2009-11-01 Thread Michael Powell
Yuri wrote:

> It keeps repeating this line in original terminal, putting line ".." in
> between. So it looks like this:
> Protocol not supported by server.
> ..
> Protocol not supported by server.
> ..
> Protocol not supported by server.
> ..
> 
> 
> Now I have to start just 'Xorg', it starts bare X. And from another
> terminal I have to start kde: "DISPLAY=localhost:0.0
> /usr/local/kde4/bin/kde"
> Then it works ok.

- Dataset entries -
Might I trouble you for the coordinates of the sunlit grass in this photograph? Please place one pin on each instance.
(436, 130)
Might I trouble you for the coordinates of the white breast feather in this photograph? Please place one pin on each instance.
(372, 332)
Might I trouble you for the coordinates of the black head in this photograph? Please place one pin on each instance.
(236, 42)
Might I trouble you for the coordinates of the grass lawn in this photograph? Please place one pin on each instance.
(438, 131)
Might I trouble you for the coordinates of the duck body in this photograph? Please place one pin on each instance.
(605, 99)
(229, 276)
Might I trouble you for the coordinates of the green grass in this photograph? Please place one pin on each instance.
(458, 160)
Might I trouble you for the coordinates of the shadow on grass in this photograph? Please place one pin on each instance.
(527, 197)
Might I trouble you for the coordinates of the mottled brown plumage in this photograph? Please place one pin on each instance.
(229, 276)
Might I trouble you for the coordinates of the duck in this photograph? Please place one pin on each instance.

- Problems and tasks -
A – Give the listing as a numbered list, beginning at the line that contains "Might I trouble you for the coordinates of the green" and stopping after the listing's last line, with blank lines omitted.
B – Carry the mailing-list message about starting KDE forward from its final line.
The mailing-list message and the listing are separate material.

- The replies -
A –
1. Might I trouble you for the coordinates of the green grass in this photograph? Please place one pin on each instance.
2. (458, 160)
3. Might I trouble you for the coordinates of the shadow on grass in this photograph? Please place one pin on each instance.
4. (527, 197)
5. Might I trouble you for the coordinates of the mottled brown plumage in this photograph? Please place one pin on each instance.
6. (229, 276)
7. Might I trouble you for the coordinates of the duck in this photograph? Please place one pin on each instance.

B –
> 
> My .xinitrc looks like this:
> 
> export LANG=en_US.UTF-8
> export XMODIFIERS='@im=SCIM'
> export GTK_IM_MODULE=scim
> export QT_IM_MODULE=scim
> export XIM=SCIM
> export XIM_PROGRAM=SCIM
> exec scim -d &
> /usr/local/kde4/bin/startkde
> 

My first wild guess would be take out all the scim lines in your .xinitrc 
and see if the messages disappear. I know xorg.conf isn't supposed to be 
'needed' any longer, what with Xorg's supposed ability to auto configure, 
but you might want to look at the Xorg docs for configuring scim in Xorg. I 
don't use it myself but have seen something about it in the docs. Once the 
support has been added/configured then look in the KDE desktop config 
utility and set it up there too.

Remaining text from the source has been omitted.